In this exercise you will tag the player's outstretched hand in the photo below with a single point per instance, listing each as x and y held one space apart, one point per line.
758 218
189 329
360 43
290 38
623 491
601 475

* [Aim of the exercise]
Rewrite every line of the records above, requests included, and raise each x and y coordinate in the answers by 24.

* [Right answer]
In this exercise you will tag the player's outstretched hand in the photo below with a single point per instance, listing each as x and y held one space apart, one point per line.
782 242
213 353
384 67
314 62
647 515
625 499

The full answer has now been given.